▶ WHAT IS ASKED
Every record should be copied exactly, except that pictures are to be omitted.

▶ Excerpts of pointing data
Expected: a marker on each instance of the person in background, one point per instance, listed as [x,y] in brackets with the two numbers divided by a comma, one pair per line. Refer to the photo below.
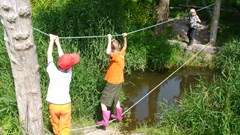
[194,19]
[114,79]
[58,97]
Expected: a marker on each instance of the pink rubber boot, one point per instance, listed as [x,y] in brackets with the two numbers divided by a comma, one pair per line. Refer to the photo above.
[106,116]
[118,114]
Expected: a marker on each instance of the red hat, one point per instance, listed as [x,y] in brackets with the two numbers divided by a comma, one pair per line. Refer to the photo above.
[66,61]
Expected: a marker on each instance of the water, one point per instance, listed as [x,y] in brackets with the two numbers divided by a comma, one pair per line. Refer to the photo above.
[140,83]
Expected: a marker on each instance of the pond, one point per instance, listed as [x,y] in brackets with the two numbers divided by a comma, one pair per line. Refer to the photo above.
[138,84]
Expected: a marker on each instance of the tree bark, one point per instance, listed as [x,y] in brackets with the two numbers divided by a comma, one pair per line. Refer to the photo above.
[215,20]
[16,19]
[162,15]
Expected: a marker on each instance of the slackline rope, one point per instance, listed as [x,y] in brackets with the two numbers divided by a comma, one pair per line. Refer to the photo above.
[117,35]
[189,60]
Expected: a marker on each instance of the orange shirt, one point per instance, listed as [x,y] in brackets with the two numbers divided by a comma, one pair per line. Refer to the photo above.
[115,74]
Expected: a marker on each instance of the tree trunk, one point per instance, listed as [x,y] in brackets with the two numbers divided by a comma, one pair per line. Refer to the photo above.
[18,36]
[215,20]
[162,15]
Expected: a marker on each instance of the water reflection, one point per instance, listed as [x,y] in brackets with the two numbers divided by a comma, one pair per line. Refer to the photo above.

▶ OUTPUT OF THE EXERCISE
Expected: a marker on each instance of the person in background, one point per instance, listed as [x,y] in brackets with the two numbers divided by a comma, one pair per line. Refer to the photo below.
[194,19]
[114,79]
[58,97]
Expected: a marker on each instance of the pink rubber boot, one point per instance, listed as [x,y] in brackets with the two numbers divided by a comma, one pair per line. Refer to the photo above.
[106,116]
[118,114]
Expected: a marker on each instance of the red hat, one point per instance, listed as [x,y] in brackets with the two numbers divided by a comma, one pair per line. Refer to the photo above.
[66,61]
Expected: a marker on each instance of the water, one point per instance, listed as [x,y] in brackets with the two numbers divided by a comma, one pair per line. Refer to the photo above.
[140,83]
Expected: a marker on each instance of the pond, one point per instance, listed as [x,y] in brackets with the two numbers divided by a comma, one pair per line. Refer to the photo above.
[138,84]
Expected: a marker on each instance of the tree bark, one point per instance, listed as [x,y] in brackets with the two numbers divided by a comma, one pair per line. Refer to the photo above.
[215,20]
[16,19]
[162,15]
Expected: a marker on each instance of the slackline rope, one point per instance, listed as [x,y] in brackets with the two numbers divided by a comma, one pair per line. Refer to the photo above.
[117,35]
[189,60]
Expected: a marker on each instance of the orange shirt, one point per instance, listed as [x,y] in brackets with the two numbers divided by a comma, one pair per line. Refer to the photo above.
[115,74]
Expected: a marker on each instance of the tree trunk, one point per instance, listed as [x,y] in brackets with the two numbers divided by a comma, one pair per line. Refer to the photo above.
[18,36]
[215,20]
[162,15]
Expected: a marker on each instance of the water reflection, one point per instance, listed as [x,y] in brackets with the two numbers divided by a comma, one pair per line. Refer to the photo above.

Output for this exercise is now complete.